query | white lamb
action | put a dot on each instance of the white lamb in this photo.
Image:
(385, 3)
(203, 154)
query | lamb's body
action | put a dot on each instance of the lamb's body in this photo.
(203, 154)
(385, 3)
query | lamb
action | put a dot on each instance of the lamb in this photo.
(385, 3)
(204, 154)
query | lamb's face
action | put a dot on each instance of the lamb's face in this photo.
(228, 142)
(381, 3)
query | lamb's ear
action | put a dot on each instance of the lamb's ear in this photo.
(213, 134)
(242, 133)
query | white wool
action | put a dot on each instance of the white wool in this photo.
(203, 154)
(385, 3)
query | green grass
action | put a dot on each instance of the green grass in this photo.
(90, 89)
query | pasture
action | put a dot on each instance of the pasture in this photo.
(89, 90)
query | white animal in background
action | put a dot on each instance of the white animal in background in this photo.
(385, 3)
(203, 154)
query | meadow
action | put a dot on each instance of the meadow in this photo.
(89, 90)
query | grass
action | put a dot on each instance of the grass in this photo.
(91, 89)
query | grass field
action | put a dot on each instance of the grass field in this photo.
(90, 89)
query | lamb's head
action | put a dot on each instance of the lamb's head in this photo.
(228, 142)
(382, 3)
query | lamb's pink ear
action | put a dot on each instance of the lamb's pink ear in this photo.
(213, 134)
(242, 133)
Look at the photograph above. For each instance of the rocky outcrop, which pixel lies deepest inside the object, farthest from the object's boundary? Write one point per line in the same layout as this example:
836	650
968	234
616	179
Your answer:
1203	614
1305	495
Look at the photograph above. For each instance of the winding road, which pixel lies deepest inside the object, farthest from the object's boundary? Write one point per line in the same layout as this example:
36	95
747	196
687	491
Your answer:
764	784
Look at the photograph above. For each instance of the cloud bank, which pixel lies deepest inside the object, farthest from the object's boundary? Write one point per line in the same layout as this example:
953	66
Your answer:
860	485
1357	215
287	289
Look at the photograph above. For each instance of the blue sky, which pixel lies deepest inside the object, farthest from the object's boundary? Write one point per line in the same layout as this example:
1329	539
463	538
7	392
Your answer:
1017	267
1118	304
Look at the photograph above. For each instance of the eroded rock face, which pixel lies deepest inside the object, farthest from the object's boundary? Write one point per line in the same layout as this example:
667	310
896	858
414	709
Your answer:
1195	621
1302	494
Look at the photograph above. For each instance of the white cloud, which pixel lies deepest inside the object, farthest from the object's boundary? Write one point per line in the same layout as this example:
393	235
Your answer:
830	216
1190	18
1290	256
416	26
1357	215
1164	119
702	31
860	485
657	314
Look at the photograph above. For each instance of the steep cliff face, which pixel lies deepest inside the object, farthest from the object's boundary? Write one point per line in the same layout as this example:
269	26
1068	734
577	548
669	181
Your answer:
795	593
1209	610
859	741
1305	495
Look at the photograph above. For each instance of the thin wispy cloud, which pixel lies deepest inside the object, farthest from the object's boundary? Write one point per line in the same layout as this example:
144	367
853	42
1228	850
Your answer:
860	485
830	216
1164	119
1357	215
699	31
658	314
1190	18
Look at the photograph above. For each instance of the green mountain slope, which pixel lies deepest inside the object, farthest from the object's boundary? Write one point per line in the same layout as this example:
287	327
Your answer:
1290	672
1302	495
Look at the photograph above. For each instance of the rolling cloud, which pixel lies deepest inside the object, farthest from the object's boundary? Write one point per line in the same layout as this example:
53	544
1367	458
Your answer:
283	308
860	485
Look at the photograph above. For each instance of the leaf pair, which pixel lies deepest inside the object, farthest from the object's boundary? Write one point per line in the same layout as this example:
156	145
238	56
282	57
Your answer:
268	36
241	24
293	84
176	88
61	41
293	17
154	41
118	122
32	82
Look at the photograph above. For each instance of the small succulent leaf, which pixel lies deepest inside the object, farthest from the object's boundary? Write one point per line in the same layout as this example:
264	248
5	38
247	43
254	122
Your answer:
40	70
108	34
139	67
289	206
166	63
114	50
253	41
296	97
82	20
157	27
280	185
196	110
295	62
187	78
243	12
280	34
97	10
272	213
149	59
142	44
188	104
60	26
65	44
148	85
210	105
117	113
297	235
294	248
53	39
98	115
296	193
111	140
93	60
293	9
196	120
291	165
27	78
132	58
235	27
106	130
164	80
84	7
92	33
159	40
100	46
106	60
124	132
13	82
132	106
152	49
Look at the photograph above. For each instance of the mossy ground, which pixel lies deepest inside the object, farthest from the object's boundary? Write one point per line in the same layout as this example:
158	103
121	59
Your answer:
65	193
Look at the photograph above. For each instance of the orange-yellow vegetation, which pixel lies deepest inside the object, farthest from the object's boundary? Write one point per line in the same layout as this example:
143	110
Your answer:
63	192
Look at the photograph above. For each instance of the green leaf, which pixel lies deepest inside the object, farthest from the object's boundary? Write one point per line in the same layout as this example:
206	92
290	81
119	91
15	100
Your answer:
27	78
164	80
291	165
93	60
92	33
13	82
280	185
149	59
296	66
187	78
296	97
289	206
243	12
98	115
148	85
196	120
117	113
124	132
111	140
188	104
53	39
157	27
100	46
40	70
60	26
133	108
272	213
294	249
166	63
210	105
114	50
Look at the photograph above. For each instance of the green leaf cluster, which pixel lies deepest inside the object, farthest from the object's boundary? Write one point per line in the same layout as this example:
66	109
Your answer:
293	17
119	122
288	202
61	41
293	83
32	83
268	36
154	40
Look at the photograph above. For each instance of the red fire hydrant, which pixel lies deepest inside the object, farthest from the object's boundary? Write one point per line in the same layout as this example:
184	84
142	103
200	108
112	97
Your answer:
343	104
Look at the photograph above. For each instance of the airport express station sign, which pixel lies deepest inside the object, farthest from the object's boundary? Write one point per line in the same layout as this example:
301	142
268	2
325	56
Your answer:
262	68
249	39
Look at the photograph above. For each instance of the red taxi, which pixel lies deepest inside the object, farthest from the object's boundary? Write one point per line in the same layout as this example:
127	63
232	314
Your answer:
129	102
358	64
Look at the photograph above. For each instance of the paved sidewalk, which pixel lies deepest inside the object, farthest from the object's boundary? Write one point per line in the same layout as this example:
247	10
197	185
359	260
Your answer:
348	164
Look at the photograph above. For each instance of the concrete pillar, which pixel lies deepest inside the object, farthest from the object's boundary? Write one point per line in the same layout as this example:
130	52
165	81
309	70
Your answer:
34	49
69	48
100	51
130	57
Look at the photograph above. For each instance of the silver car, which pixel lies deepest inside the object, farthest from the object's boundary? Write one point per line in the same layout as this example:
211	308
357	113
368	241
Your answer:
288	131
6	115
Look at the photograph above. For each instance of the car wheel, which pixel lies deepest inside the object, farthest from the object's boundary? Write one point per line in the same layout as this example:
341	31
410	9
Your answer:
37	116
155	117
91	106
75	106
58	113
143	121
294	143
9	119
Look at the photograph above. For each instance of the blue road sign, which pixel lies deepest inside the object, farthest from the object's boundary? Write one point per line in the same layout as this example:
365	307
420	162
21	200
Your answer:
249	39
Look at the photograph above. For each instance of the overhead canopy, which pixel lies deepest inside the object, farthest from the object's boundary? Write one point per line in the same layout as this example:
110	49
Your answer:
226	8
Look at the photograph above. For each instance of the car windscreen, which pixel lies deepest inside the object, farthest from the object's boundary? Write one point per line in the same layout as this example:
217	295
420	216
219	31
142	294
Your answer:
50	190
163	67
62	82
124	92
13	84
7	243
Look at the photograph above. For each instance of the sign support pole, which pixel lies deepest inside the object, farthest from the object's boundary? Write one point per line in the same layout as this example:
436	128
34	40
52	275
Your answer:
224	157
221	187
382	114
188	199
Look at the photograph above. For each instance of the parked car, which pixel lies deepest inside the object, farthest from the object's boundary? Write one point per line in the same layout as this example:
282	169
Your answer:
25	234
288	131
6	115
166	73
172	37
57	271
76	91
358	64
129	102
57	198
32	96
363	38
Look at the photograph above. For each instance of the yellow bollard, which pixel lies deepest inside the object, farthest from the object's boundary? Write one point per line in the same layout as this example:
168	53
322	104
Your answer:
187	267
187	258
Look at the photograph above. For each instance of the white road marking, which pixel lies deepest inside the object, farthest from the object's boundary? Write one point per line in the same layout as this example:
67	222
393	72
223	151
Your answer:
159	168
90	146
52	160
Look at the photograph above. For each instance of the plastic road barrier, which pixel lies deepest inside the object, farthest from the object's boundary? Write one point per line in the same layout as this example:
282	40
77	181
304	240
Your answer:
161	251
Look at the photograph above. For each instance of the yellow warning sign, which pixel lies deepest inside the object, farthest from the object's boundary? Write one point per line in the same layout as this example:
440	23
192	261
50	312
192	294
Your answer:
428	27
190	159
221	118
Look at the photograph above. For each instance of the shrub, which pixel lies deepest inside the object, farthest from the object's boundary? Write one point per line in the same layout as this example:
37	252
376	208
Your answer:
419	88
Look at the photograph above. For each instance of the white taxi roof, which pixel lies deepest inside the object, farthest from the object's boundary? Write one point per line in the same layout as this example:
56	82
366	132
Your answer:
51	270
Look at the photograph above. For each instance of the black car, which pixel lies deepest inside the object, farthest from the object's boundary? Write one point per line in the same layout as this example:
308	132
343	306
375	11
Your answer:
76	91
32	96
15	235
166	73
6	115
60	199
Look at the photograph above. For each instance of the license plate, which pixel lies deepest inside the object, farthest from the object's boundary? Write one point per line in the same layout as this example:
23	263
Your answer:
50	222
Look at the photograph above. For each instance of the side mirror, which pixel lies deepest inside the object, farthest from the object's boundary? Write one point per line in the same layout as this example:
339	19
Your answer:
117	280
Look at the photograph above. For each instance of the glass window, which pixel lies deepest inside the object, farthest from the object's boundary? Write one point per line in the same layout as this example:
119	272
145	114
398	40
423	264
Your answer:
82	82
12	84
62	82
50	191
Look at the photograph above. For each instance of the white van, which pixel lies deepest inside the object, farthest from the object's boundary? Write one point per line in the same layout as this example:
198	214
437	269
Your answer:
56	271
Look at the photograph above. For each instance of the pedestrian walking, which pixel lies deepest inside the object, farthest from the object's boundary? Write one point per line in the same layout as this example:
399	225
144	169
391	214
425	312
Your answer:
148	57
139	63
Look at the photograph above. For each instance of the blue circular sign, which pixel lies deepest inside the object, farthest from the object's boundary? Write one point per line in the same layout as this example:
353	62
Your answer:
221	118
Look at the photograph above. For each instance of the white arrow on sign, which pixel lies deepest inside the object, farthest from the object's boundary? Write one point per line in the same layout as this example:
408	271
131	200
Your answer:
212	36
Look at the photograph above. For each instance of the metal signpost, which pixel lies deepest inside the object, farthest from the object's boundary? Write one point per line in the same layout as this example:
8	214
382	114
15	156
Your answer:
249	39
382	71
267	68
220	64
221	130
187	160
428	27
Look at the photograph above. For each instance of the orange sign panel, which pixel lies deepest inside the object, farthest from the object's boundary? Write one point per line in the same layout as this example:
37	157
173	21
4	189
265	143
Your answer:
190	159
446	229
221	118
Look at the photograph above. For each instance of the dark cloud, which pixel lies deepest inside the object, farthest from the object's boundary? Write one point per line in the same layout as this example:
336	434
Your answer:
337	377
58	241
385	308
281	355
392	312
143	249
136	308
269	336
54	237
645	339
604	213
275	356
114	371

**TASK TO CARRY OUT:** Run a filter over the data above and keep each line that contains the word "blue".

**EXERCISE RESPONSE:**
Look at the photograph above. For each instance of the blue sky, which pixel lies deepest inside the object, farthest from the object's boundary? Write one point per line in the same layout as this example:
Look at the photograph above. For each instance of the blue road sign, which pixel lies deepest inside the object, farthest from the object's boundary? Write one point per line in the same layout as this example:
Look at the photograph above. For each instance of the blue circular sign, which pixel lies deepest inside the object, farthest from the object's boundary? Write one point per line in the same layout as this example:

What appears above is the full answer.